Work instructions: Please present every one of the rows below as a numbered list, leaving out any blank lines.

Start Task inputs

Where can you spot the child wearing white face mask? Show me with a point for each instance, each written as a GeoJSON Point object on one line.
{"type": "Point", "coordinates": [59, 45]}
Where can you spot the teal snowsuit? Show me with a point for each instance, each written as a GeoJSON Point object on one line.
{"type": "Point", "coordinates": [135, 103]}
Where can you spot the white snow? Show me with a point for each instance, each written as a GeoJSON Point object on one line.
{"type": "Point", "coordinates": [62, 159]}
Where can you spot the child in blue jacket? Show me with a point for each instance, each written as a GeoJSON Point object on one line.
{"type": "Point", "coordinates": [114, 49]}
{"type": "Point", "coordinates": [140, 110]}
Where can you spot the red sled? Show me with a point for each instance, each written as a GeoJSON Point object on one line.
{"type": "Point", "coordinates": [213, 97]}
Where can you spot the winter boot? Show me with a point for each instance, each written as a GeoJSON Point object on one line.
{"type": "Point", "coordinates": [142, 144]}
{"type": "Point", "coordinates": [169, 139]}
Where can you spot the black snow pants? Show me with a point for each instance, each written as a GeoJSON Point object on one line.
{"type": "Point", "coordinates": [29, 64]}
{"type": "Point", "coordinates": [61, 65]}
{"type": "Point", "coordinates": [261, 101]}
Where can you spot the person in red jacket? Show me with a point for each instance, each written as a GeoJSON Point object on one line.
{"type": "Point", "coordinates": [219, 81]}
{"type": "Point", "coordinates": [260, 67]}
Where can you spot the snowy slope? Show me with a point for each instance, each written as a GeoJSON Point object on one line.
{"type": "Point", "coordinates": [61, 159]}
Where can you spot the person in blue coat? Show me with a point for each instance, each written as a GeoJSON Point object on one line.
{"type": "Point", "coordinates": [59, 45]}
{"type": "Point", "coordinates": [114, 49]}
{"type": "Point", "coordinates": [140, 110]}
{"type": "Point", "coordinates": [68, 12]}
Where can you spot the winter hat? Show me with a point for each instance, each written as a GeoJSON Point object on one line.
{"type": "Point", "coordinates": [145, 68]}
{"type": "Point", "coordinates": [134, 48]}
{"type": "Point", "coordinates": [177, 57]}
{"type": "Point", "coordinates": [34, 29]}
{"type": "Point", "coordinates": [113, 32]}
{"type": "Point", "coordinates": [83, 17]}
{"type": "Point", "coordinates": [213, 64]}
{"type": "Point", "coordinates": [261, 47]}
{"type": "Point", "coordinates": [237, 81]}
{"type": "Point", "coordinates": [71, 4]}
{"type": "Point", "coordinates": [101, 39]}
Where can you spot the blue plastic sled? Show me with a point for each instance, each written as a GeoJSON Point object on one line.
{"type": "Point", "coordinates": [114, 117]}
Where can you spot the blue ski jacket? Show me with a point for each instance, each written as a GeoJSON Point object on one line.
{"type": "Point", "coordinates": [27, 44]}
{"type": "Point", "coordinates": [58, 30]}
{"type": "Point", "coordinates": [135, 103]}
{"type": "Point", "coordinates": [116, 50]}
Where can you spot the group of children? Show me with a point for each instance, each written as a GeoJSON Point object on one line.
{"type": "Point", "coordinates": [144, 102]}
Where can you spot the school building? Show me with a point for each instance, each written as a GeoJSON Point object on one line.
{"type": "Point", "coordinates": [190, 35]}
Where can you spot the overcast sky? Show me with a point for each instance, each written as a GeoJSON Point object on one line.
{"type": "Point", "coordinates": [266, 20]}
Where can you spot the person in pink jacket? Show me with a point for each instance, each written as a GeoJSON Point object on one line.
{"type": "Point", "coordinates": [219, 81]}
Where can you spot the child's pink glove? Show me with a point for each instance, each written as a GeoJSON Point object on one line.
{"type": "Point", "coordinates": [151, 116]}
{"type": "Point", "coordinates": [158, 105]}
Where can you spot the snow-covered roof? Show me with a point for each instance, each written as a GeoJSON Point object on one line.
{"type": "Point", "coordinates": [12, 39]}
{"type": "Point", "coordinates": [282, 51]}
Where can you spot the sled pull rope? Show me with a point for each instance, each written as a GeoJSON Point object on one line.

End Task inputs

Answer in full:
1. Where can you spot the child wearing white face mask? Show me with a point for each instance, each written as a GeoJSON Point object on one line.
2. {"type": "Point", "coordinates": [59, 45]}
3. Where can you spot the teal snowsuit? Show me with a point for each instance, each written as a GeoJSON Point object on one line.
4. {"type": "Point", "coordinates": [135, 103]}
5. Where can you spot the white snow? Show me with a point for each instance, each written as a GeoJSON Point object on one line.
6. {"type": "Point", "coordinates": [62, 159]}
7. Where can you spot the child in blue jacket? Show me with a point for each instance, each written as a GeoJSON Point object on one line.
8. {"type": "Point", "coordinates": [114, 49]}
9. {"type": "Point", "coordinates": [140, 110]}
10. Where can you spot the red sled? Show me with a point for each instance, each written as a GeoJSON Point object on one line.
11. {"type": "Point", "coordinates": [213, 97]}
12. Where can you spot the winter boot? Show me with a point for each instance, each written as a GeoJSON Point object on one line.
13. {"type": "Point", "coordinates": [142, 144]}
14. {"type": "Point", "coordinates": [169, 139]}
15. Where can you spot the black snow pants? Show me with a point for each instance, each written as a GeoJSON Point object on one line.
16. {"type": "Point", "coordinates": [29, 64]}
17. {"type": "Point", "coordinates": [61, 65]}
18. {"type": "Point", "coordinates": [261, 101]}
19. Where can you spot the person in red jacket? Show me with a point for each instance, each written as a GeoJSON Point object on one line.
20. {"type": "Point", "coordinates": [219, 81]}
21. {"type": "Point", "coordinates": [260, 67]}
22. Where can you spot the snowy slope? Show me with a point for each instance, each written as a GeoJSON Point object on one line.
23. {"type": "Point", "coordinates": [61, 159]}
24. Where can you spot the person in blue coat? Show me with a point for each instance, each written as a GeoJSON Point object on one line.
25. {"type": "Point", "coordinates": [59, 45]}
26. {"type": "Point", "coordinates": [114, 49]}
27. {"type": "Point", "coordinates": [140, 110]}
28. {"type": "Point", "coordinates": [68, 12]}
29. Where can you spot the winter hat? Show me with a point for each instance, each written as a GeoJSON Point object on one line.
30. {"type": "Point", "coordinates": [145, 68]}
31. {"type": "Point", "coordinates": [134, 48]}
32. {"type": "Point", "coordinates": [177, 57]}
33. {"type": "Point", "coordinates": [34, 29]}
34. {"type": "Point", "coordinates": [113, 32]}
35. {"type": "Point", "coordinates": [83, 17]}
36. {"type": "Point", "coordinates": [213, 64]}
37. {"type": "Point", "coordinates": [261, 47]}
38. {"type": "Point", "coordinates": [237, 81]}
39. {"type": "Point", "coordinates": [71, 4]}
40. {"type": "Point", "coordinates": [101, 39]}
41. Where can you spot the blue plastic sled? Show me with a point for each instance, each written as a GeoJSON Point object on one line.
42. {"type": "Point", "coordinates": [114, 117]}
43. Where can you spot the blue ski jacket? Show me with a point for each instance, each written as a GeoJSON Point object on one line.
44. {"type": "Point", "coordinates": [27, 44]}
45. {"type": "Point", "coordinates": [58, 30]}
46. {"type": "Point", "coordinates": [135, 103]}
47. {"type": "Point", "coordinates": [116, 50]}
48. Where can you spot the group of children? Show me with a point for each instance, each written as a GeoJSON Point object on one line.
49. {"type": "Point", "coordinates": [144, 102]}
50. Where can you spot the school building? Show me with a point for each instance, each written as a GeoJSON Point object on one line.
51. {"type": "Point", "coordinates": [190, 35]}
52. Where can you spot the overcast sky? Show me with a point for each instance, each written as a GeoJSON Point object on one line.
53. {"type": "Point", "coordinates": [266, 20]}
54. Where can you spot the person in pink jacket? Show me with a point for each instance, each written as a GeoJSON Point object on one line.
55. {"type": "Point", "coordinates": [219, 81]}
56. Where can you spot the child's pink glove? Show me with a point for each instance, each written as a GeoJSON Point object on one line.
57. {"type": "Point", "coordinates": [151, 116]}
58. {"type": "Point", "coordinates": [158, 105]}
59. Where can you spot the snow-covered roof? Show me with a point for each instance, each written as a GeoJSON Point object on one line.
60. {"type": "Point", "coordinates": [12, 39]}
61. {"type": "Point", "coordinates": [282, 51]}
62. Where can you spot the sled pull rope? Show me with a point for each instance, each written as a GeoJSON Point object on one line.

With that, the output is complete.